__DIRECTION 1__.
In the corporate governance excerpt, to whom is shareholder correspondence sent when writing to the Board of Directors?
>> Start EXCERPTED TEXT
Details of the Company’s corporate governance practices, including a comparison to NYSE Standards, are available for review on our website at www.kinross.com.
 
 
Feedback to the Board of Directors
Our shareholders may communicate comments directly to the Board of Directors by writing to the Independent Chairman, care of the Vice President, Administration and Corporate Secretary at Kinross Gold Corporation, 40 King Street West, 52nd Floor, Toronto, Ontario, M5H 3Y2. All correspondence, with the exception of solicitations for the purchase or sale of products and services and other similar types of correspondence, will be forwarded to the Independent Chairman.
 
 
Board of Directors
 
John A. Brough A, C, N, S
Mr. Brough has been President of both Torwest Inc. and Wittington Properties Limited, real estate companies, since 1998. Prior to that, from 1996 to 1998, Mr. Brough was Executive Vice President and Chief Financial Officer of iSTAR Internet, Inc. Prior thereto, from 1974 to 1996, he held a number of positions with Markborough Properties, Inc., his final position being Senior Vice President and Chief Financial Officer, which position he held from 1986 to 1996.
>> End EXCERPTED TEXT
>> Start ENTRIES PROVIDED
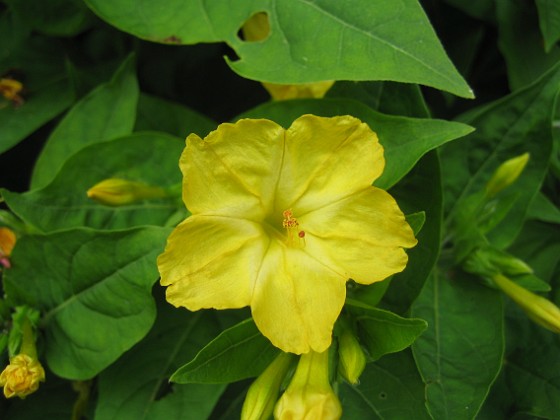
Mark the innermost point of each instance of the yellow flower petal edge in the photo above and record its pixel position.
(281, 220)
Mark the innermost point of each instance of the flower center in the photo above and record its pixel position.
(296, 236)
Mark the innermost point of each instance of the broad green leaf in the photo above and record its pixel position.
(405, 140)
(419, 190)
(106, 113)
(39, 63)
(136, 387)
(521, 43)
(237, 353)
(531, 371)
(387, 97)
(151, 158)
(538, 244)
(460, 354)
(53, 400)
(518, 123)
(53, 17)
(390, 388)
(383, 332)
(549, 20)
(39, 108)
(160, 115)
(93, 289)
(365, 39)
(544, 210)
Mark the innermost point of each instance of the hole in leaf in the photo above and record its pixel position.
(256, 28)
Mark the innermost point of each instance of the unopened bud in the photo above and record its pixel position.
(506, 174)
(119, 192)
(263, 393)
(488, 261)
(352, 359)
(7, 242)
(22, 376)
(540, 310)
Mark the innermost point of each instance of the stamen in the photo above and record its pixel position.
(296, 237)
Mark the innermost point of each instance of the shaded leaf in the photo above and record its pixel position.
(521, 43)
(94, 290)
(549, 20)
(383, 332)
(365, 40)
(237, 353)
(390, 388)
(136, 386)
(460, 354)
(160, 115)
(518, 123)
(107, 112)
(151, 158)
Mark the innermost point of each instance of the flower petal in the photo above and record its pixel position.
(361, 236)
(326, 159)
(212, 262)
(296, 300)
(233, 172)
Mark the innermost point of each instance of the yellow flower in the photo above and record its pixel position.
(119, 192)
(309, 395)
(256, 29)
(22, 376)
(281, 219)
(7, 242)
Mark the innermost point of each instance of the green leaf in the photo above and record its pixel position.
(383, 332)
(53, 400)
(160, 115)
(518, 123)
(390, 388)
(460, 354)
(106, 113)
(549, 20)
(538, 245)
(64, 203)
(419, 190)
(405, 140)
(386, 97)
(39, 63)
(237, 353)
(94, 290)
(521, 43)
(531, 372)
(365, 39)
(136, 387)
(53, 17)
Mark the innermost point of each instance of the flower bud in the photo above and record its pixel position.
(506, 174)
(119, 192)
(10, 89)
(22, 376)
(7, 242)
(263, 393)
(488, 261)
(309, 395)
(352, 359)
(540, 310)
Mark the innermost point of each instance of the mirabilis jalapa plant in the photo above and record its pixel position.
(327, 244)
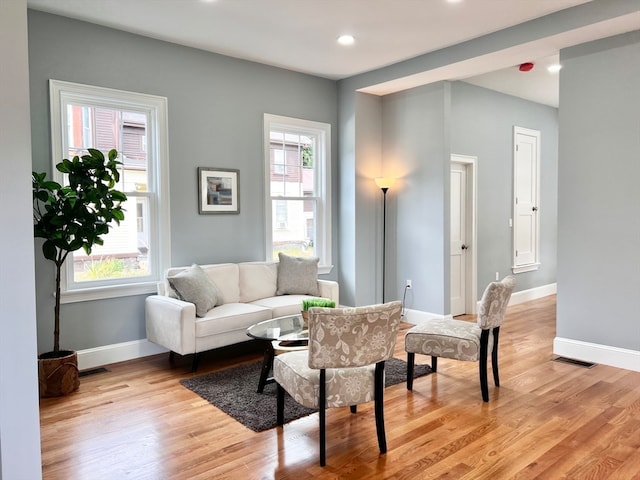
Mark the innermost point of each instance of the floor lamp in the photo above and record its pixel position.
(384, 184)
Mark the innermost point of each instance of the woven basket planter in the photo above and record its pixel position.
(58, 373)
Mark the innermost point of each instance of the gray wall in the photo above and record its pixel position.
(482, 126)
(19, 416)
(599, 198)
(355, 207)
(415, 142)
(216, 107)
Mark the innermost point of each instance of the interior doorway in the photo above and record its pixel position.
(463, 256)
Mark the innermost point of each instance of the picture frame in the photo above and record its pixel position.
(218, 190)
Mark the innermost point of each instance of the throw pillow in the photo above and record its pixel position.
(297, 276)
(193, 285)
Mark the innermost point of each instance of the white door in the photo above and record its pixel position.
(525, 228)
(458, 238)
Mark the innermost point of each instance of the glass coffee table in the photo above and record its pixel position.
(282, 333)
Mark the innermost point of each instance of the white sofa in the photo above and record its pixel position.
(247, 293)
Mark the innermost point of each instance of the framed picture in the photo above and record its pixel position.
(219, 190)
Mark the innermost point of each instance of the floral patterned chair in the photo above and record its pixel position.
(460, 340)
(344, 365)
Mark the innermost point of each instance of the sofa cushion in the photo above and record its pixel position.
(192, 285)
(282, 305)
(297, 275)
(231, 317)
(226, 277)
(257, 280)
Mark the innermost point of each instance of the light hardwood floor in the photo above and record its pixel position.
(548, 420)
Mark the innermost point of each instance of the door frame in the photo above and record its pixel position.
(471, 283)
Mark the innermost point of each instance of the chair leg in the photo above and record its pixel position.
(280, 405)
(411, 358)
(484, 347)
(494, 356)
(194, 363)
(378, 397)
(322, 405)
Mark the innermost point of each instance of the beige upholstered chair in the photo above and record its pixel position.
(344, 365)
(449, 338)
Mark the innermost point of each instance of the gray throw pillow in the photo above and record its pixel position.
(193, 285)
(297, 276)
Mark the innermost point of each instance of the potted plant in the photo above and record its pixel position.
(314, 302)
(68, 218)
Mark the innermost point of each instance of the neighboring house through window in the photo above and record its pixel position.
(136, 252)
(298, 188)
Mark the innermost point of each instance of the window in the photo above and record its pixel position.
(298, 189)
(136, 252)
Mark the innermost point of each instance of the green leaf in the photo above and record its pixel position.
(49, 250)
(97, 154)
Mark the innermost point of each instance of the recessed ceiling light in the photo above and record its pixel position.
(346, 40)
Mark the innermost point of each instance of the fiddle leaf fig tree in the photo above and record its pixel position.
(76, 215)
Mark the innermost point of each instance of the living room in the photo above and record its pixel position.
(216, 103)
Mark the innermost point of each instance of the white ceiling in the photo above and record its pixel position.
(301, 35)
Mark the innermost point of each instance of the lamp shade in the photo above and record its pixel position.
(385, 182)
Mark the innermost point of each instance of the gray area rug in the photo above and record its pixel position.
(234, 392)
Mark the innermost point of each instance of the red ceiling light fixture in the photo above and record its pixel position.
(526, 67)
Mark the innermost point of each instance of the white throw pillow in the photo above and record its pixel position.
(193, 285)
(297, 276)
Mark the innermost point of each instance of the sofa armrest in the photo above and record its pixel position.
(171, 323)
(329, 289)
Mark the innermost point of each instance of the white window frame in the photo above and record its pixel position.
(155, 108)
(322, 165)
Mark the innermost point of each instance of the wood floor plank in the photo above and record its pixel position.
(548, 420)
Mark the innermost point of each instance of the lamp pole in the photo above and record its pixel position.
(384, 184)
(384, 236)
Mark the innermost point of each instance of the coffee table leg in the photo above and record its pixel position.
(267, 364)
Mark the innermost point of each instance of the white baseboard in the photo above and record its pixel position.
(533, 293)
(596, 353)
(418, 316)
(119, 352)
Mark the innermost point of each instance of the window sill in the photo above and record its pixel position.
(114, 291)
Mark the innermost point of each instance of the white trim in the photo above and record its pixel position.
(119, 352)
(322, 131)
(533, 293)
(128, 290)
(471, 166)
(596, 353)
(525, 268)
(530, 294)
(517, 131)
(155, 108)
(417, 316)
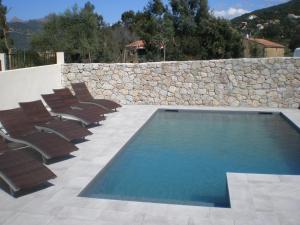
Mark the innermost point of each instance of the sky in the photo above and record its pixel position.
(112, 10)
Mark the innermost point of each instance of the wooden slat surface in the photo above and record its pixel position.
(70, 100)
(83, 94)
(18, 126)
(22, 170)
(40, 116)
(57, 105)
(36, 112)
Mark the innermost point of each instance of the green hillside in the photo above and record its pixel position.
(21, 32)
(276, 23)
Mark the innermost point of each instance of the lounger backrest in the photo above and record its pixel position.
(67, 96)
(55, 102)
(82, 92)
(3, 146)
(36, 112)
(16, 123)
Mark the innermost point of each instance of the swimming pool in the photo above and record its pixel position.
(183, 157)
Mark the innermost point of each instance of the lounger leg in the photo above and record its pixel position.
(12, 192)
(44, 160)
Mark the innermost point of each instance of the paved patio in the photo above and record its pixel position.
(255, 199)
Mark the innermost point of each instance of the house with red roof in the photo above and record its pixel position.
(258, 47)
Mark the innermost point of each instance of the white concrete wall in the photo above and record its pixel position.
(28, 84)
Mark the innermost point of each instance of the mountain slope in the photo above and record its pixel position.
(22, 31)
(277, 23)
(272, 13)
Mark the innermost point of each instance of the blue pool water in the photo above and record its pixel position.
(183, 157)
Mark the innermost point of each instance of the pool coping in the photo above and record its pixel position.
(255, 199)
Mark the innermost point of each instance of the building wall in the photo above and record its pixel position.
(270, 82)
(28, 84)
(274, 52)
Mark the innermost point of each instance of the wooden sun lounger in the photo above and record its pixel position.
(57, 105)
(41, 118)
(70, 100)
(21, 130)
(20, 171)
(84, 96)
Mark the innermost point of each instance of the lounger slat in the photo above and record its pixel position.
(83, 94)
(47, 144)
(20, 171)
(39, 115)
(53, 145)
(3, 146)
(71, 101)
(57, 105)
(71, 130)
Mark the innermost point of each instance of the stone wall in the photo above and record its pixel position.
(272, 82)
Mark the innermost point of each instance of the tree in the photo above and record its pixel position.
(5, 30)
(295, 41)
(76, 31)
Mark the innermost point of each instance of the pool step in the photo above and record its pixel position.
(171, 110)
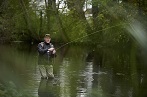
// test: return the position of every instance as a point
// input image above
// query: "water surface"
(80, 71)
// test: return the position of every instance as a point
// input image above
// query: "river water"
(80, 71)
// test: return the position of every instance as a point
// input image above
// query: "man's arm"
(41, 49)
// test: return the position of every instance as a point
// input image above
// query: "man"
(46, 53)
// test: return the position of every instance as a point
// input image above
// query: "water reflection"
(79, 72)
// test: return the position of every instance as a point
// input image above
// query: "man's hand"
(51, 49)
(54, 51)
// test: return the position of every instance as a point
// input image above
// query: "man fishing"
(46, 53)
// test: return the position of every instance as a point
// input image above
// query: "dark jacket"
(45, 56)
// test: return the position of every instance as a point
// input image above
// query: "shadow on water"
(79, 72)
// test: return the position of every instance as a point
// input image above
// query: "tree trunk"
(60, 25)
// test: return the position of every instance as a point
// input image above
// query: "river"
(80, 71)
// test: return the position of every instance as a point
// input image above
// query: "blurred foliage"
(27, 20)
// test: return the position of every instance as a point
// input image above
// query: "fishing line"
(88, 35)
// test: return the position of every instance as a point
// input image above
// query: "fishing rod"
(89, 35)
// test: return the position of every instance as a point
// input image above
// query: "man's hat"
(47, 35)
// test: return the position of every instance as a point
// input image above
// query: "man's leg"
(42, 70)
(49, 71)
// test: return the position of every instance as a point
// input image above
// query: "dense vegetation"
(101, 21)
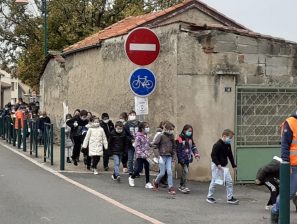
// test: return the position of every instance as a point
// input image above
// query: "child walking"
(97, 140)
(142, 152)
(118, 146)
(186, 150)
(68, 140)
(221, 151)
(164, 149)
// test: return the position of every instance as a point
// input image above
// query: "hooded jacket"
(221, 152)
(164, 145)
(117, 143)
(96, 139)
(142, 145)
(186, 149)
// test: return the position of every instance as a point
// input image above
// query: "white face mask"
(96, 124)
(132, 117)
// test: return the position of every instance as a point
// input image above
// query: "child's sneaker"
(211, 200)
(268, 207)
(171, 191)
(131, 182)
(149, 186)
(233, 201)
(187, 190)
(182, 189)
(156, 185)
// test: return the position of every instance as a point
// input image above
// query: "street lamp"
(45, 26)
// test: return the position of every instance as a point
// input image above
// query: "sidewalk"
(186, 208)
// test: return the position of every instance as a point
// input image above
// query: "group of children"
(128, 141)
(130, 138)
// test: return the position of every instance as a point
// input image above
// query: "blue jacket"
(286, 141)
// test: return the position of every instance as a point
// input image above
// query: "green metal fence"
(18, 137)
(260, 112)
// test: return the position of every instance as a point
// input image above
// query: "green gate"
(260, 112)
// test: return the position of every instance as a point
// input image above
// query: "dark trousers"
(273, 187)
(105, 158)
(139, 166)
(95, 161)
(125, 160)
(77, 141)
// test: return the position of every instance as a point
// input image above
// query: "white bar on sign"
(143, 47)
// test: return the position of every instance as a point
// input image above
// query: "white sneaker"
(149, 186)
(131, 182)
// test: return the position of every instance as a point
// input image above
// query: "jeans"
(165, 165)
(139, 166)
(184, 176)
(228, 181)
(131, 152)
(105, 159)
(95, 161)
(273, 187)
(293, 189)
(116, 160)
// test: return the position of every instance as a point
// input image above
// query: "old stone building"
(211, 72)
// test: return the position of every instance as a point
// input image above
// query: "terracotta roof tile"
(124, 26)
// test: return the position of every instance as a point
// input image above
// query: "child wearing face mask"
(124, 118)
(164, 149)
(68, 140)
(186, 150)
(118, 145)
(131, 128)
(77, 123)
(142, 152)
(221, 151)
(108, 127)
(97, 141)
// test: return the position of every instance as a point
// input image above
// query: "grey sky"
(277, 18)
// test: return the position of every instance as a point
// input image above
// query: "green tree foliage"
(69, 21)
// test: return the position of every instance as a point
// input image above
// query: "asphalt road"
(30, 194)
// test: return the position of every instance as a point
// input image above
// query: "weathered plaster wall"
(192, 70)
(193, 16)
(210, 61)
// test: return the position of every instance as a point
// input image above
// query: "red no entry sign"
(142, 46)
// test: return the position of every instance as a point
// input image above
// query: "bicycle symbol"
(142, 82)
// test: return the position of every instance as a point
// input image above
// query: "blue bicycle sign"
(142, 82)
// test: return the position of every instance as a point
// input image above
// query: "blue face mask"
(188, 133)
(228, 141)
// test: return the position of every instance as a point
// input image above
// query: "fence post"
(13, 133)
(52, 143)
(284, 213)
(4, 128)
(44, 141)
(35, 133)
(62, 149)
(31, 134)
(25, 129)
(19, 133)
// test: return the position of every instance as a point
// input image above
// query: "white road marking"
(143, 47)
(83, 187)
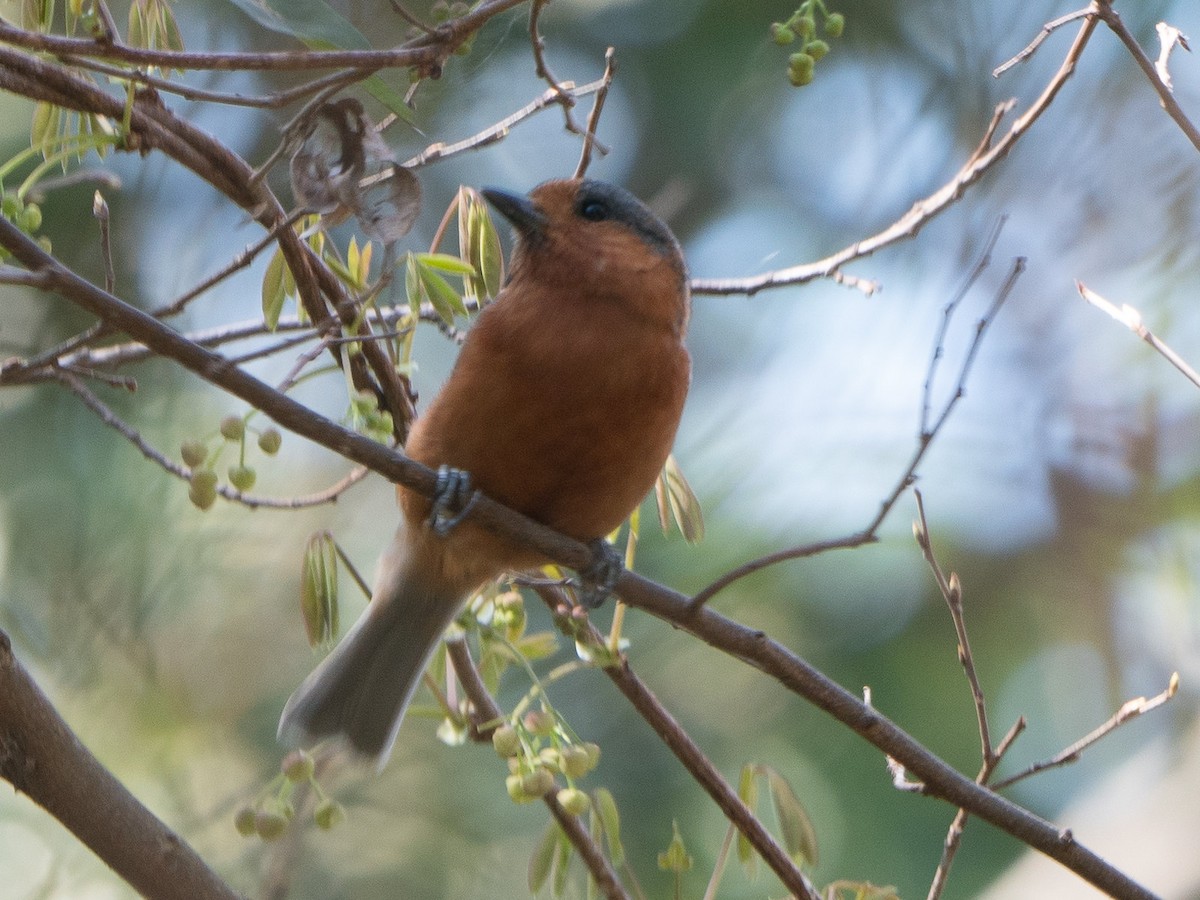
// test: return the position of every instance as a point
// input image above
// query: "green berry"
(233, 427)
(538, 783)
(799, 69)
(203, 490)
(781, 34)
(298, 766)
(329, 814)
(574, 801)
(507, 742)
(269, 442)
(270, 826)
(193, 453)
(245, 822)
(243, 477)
>> End ENTRIES PROVIDED
__DIRECTION 2__.
How many lines of the listing contain the string "throw"? Case counts. Reply with the number only.

__FULL OUTPUT 1__.
To the Independent Chairman, care of the Vice President, Administration and Corporate Secretary at Kinross Gold Corporation.

__FULL OUTPUT 2__.
3